*** EXTRACTED DATA Section Begins ***
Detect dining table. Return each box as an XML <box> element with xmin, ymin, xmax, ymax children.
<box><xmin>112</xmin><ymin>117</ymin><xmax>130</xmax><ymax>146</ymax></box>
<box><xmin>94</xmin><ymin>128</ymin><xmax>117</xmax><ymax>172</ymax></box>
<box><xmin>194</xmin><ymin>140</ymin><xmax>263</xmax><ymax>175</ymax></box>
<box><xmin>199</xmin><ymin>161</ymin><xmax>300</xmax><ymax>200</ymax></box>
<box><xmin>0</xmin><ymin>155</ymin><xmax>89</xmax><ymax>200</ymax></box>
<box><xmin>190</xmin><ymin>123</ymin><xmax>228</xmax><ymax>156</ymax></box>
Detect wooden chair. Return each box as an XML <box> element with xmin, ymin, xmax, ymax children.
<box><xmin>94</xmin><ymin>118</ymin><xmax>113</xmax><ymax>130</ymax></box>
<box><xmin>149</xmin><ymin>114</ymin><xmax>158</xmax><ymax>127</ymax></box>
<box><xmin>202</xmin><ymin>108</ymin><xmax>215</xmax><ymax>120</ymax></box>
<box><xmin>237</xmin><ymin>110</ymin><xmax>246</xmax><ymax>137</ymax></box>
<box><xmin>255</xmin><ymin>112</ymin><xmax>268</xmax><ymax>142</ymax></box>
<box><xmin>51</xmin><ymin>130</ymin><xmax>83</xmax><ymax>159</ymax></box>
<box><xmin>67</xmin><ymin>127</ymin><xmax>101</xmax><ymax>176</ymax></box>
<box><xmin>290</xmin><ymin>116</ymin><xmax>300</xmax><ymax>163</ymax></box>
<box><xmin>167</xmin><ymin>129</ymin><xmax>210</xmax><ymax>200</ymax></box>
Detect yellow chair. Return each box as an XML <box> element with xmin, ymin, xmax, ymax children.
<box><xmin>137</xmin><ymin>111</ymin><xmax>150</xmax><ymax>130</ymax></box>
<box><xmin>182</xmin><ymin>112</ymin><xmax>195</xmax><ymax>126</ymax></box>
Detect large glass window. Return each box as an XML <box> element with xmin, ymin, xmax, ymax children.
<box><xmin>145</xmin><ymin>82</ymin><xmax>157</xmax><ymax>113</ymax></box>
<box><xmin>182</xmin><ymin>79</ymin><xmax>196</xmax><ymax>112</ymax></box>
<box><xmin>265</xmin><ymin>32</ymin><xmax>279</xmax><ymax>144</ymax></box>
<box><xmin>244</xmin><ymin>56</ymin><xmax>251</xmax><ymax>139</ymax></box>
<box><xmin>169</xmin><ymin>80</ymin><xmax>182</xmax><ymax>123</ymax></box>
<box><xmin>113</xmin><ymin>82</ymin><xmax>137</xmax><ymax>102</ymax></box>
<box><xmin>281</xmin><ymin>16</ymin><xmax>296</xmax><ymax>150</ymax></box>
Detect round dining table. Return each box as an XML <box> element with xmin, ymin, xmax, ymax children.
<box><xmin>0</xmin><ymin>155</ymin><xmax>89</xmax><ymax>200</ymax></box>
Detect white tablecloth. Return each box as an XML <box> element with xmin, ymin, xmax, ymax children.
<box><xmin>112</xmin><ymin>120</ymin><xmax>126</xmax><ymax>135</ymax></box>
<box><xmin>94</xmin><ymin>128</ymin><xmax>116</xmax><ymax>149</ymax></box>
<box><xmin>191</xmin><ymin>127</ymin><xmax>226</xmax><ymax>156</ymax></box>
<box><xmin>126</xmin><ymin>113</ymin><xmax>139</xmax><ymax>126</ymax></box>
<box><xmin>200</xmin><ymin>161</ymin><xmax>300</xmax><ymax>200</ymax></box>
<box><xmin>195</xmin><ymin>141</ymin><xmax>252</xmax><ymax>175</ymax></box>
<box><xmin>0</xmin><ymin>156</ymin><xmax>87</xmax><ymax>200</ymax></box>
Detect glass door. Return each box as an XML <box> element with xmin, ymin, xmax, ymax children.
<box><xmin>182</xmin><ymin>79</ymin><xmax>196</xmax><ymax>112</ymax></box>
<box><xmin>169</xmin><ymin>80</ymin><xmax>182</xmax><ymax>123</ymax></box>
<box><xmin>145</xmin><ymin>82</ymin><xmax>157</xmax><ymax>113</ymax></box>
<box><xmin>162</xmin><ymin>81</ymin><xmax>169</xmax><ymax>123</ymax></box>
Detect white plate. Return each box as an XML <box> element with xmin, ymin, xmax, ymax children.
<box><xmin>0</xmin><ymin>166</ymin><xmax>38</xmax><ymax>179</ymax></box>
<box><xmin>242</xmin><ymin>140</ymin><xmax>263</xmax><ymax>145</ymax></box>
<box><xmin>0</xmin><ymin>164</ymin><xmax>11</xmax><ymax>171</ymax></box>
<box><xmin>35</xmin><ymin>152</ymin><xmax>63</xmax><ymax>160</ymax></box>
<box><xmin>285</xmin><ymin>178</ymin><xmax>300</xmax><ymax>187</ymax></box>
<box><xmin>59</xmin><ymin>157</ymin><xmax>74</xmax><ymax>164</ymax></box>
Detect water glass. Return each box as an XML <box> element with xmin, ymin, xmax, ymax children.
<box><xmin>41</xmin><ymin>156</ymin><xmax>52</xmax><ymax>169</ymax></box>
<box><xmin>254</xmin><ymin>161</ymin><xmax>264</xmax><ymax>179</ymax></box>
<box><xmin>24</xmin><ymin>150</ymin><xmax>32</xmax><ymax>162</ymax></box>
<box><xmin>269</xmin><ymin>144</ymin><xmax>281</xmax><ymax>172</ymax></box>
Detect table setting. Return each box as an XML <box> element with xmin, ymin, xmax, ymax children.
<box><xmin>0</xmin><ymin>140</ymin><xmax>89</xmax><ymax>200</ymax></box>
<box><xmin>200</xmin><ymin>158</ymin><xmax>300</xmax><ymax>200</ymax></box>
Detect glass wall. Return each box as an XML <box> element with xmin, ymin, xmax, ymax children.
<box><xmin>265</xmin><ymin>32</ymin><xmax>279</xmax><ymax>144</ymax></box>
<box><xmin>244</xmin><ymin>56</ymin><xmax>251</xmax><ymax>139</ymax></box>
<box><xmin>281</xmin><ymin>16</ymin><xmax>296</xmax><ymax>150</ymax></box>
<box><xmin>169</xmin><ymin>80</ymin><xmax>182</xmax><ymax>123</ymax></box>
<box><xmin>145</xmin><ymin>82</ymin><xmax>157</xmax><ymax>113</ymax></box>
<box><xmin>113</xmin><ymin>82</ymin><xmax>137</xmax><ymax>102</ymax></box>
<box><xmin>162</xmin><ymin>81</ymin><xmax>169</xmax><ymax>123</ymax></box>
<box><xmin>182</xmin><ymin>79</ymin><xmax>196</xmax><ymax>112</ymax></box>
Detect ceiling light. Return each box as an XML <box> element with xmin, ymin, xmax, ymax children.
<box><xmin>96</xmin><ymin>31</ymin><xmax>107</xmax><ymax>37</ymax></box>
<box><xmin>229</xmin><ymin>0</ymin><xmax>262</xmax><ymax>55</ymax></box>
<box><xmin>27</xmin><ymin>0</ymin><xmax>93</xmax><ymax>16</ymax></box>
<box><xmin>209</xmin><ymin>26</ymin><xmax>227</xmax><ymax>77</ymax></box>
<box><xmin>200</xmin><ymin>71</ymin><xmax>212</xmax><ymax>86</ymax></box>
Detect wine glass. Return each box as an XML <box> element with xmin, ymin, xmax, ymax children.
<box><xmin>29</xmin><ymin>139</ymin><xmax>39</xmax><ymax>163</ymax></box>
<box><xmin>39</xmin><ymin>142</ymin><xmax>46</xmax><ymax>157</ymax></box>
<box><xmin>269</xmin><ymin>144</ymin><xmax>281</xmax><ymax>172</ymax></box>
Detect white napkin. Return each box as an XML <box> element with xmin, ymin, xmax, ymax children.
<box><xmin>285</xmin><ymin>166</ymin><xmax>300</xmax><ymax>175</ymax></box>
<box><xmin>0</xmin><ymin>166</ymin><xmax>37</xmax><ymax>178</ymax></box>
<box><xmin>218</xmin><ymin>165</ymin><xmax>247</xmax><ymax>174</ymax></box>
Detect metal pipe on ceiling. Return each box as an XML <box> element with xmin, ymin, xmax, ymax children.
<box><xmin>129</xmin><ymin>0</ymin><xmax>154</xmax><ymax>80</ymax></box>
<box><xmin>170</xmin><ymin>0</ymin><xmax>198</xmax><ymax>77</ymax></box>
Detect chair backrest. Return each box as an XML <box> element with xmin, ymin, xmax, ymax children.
*** EXTRACTED DATA Section Ends ***
* INSTRUCTIONS FOR THE TASK: Print the line that contains "Detect white napkin." and each line after it up to the end of the listing, exactly as written.

* SOLVED EXERCISE:
Detect white napkin. Return each box as an XML <box> element with xmin, ymin, xmax, ymax children.
<box><xmin>285</xmin><ymin>166</ymin><xmax>300</xmax><ymax>175</ymax></box>
<box><xmin>0</xmin><ymin>166</ymin><xmax>37</xmax><ymax>178</ymax></box>
<box><xmin>218</xmin><ymin>165</ymin><xmax>247</xmax><ymax>174</ymax></box>
Detect metal pipe on ceiling. Return each box as an XML <box> element with xmin, ymin, xmax, ymax children.
<box><xmin>129</xmin><ymin>0</ymin><xmax>154</xmax><ymax>80</ymax></box>
<box><xmin>170</xmin><ymin>0</ymin><xmax>198</xmax><ymax>77</ymax></box>
Detect chair backrest. Return each box as an XML <box> element with xmin, ymin, xmax, ymax children.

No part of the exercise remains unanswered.